YOUR TASK — Below is a block of records; repeat each one exactly.

[Stored records]
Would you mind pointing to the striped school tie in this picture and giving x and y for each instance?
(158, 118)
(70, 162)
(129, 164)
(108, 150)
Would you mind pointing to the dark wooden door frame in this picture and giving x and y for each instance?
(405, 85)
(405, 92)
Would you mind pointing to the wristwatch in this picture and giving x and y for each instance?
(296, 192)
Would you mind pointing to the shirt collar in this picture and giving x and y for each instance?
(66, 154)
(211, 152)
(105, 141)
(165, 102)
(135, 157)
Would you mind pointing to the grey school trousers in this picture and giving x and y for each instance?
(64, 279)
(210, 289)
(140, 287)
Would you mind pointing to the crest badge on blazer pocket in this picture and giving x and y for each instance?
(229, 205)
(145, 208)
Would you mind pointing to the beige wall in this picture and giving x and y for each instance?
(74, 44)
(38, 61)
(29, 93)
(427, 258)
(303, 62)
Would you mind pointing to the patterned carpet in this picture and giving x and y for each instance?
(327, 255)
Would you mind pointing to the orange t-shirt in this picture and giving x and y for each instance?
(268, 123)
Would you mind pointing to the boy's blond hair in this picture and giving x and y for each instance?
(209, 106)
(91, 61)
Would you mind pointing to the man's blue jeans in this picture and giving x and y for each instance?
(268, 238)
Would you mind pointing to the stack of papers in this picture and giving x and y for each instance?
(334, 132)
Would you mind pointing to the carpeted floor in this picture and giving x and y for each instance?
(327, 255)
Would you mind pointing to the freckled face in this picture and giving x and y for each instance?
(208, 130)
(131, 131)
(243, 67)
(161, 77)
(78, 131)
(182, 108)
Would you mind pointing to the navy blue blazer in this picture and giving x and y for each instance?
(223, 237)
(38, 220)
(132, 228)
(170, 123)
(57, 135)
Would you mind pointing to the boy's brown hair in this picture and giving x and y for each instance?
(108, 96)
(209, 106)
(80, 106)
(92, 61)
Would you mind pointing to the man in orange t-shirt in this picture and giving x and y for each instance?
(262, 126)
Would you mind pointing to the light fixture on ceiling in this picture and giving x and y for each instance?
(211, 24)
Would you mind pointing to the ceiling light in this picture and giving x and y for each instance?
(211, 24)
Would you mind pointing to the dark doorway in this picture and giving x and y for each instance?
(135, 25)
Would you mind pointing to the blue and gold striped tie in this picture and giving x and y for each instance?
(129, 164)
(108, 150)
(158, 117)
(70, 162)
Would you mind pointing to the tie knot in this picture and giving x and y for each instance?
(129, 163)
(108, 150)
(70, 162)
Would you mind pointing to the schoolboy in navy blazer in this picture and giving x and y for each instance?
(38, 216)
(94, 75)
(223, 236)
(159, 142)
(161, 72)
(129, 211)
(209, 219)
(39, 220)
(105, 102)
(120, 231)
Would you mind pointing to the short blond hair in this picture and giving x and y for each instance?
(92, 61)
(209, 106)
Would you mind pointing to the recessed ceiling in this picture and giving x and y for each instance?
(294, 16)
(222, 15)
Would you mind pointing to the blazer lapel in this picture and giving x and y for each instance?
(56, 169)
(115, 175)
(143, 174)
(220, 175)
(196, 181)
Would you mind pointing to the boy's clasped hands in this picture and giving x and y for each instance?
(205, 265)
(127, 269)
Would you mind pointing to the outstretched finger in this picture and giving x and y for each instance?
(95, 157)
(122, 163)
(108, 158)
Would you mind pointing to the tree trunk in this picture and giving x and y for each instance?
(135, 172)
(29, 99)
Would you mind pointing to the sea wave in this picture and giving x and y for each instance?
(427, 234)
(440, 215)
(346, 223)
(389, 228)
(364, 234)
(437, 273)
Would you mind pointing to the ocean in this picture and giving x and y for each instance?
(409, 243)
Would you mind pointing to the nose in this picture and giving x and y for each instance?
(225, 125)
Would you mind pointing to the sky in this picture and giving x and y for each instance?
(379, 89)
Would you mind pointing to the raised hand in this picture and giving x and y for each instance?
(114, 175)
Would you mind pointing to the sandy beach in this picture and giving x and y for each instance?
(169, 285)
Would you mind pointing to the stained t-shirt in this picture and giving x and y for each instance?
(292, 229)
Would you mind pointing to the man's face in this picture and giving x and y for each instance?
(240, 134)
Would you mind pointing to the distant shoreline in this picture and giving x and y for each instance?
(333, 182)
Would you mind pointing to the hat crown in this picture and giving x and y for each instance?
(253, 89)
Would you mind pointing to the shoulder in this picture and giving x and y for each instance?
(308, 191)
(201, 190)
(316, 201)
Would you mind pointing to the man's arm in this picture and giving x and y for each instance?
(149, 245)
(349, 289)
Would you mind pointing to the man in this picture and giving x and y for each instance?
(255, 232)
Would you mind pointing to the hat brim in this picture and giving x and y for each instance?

RESULT OF THE EXERCISE —
Would you mind pointing to the striped school tie in this picture and giving x and y for each instance?
(158, 118)
(70, 162)
(129, 164)
(108, 150)
Would you mind pointing to the dark wooden door frame in this picture and giving x and y for each instance?
(405, 85)
(405, 92)
Would you mind pointing to the wristwatch in this picture and giving x and y for each instance?
(296, 192)
Would you mind pointing to the shirt collar in this picture and giving x and y for each instance?
(66, 154)
(211, 152)
(105, 141)
(165, 102)
(135, 157)
Would you mind pointing to the grey school trousers in this picture and giving x and y for each instance?
(64, 279)
(210, 289)
(140, 287)
Would you mind pointing to the crest badge on blazer pocket in this picture and giving x and y for each instance?
(229, 205)
(145, 208)
Would you mind pointing to the beige wall in this picture and giving x and y for each instance?
(74, 44)
(38, 61)
(29, 93)
(427, 258)
(303, 62)
Would you mind pointing to the patterned carpet in this picture and giving x and y for each instance?
(327, 255)
Would you mind pointing to the orange t-shirt in this picture and giving x and y for each instance?
(268, 123)
Would you mind pointing to the boy's blond hair in this picture and giving x and y for each instance?
(209, 106)
(91, 61)
Would you mind pointing to the man's blue jeans in this picture and giving x and y for each instance?
(268, 238)
Would you mind pointing to the stack of papers in this picture and giving x and y for each instance?
(334, 132)
Would you mind pointing to the carpeted floor in this picture and giving x and y for each instance?
(327, 255)
Would you mind pointing to the freckled face in this picture and giving x and y for each instance?
(208, 130)
(131, 131)
(243, 67)
(161, 77)
(78, 131)
(182, 108)
Would you mind pointing to the navy blue blazer in this picture and giving x and y for each instance?
(223, 237)
(38, 220)
(132, 228)
(170, 123)
(57, 135)
Would you mind pointing to the boy's brown hair in this picture and giving x and y for each instance?
(108, 96)
(209, 106)
(80, 106)
(92, 61)
Would you mind pointing to the man in orange t-shirt in this picture and giving x and y for each instance?
(262, 126)
Would you mind pointing to the light fixture on ceiling in this picture and giving x and y for each instance?
(211, 24)
Would you mind pointing to the ceiling light in this picture and giving x and y for each instance?
(211, 24)
Would you mind pointing to the dark doorway in this picture and giving x and y for each instance?
(135, 25)
Would you mind pointing to the blue and gold striped tie in this picture and giving x and y for each instance?
(129, 164)
(108, 150)
(158, 117)
(70, 162)
Would you mind pointing to the tie knot in this picture and giving x and y for each instance?
(129, 163)
(108, 150)
(70, 162)
Would you mind pointing to the schoolboy in navy blazer in this picture and giving x and y for each instance?
(38, 216)
(94, 75)
(223, 236)
(159, 142)
(161, 72)
(129, 211)
(209, 219)
(39, 220)
(105, 102)
(120, 231)
Would you mind pointing to the short blond hair in this picture and giving x and y for each instance?
(92, 61)
(209, 106)
Would you mind pointing to the recessed ceiling in this picture and giving x and y for each instance?
(294, 16)
(222, 15)
Would you mind pointing to the blazer lapel in this picture and giving x and y for each instance?
(56, 169)
(115, 175)
(143, 174)
(220, 175)
(196, 181)
Would you mind pointing to the boy's clasped hands in this picture and giving x and y for each instance?
(205, 265)
(127, 269)
Would you mind pointing to the outstretched finger in this picture and giving x and y for each instance?
(95, 157)
(122, 163)
(108, 158)
Would you mind pointing to the tree trunk in this picture and giving x and y for each instance?
(135, 172)
(29, 99)
Would you mind pointing to the sea wave in this picture and giving x and y for each instance?
(427, 234)
(440, 215)
(346, 223)
(389, 228)
(364, 234)
(437, 273)
Would you mind pointing to the ocean in this picture and giving x and y for each instance?
(409, 243)
Would you mind pointing to the nose in this picture and giving x and y for each instance?
(225, 125)
Would you mind pointing to the sky in this picture and giving x and y for each instance?
(379, 89)
Would you mind pointing to the raised hand in this picture and giving x and y for each instance?
(114, 175)
Would you mind pointing to the sandy beach in this picture and giving x and y for each instance?
(169, 285)
Would you mind pointing to the stained t-shirt in this picture and giving x and y for each instance?
(292, 229)
Would you mind pointing to the man's face in this picture and giving x and y for each instance?
(240, 134)
Would you mind pointing to the distant shoreline in this picture and giving x and y for each instance?
(333, 182)
Would you mind pointing to the hat crown in this picture and giving x and y for each instance?
(253, 89)
Would you mind pointing to the shoulder in this picture and giving x and y for each instance?
(308, 191)
(201, 190)
(316, 201)
Would you mind pointing to the man's arm in this picture and giving x and y for each instance?
(149, 245)
(349, 289)
Would you mind pointing to the man in this picture and giving x and y for each instance?
(255, 232)
Would you mind pointing to the hat brim in this picture and giving x and y for each instance?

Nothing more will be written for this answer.